** Opening Selected excerpt block **

Giant worms go wandering in man’s innards, cause dangerous traffic jam

Enlarge / In this 1960 photograph are two, Ascaris lumbricoides nematodes, i.e., roundworms. The larger of the two is the female of the species, while the normally smaller male is on the right. Adult female worms can grow to over 12 inches in length.

Parasitic worms are having a slimy moment. In the wake of news that a 3-inch snake parasite burrowed into a woman’s brain comes the horrifying report of giant intestinal worms that went wandering in a man’s innards, only to cause a rare, dangerous traffic jam in his bile duct.

According to a report in the New England Journal of Medicine, doctors in Colombia extracted not one, not two, but three large intestinal worms that had crammed themselves into the normally narrow duct, causing an uncommon, dangerous condition called biliary ascariasis.

The worms in this case, Ascaris lumbricoides, are typically found in humans. In fact, A. lumbricoides is among the most common parasitic worms found in humans, estimated to infect some 807 million to 1.2 billion people worldwide, according to the Centers for Disease Control and Prevention.

** Closing Selected excerpt block **
** Opening Collected data block **

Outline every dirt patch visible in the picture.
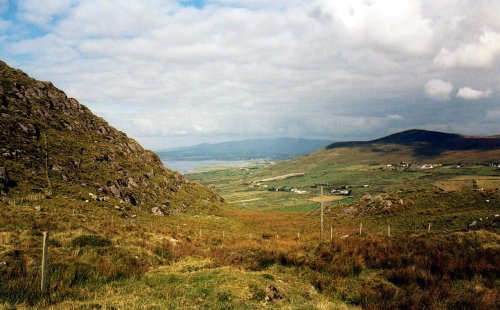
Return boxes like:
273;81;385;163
434;176;500;192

** Closing Collected data block **

In the article about giant intestinal worms, what condition did the worms cause by crowding into the man's bile duct?

#### [Problem solution]
Biliary ascariasis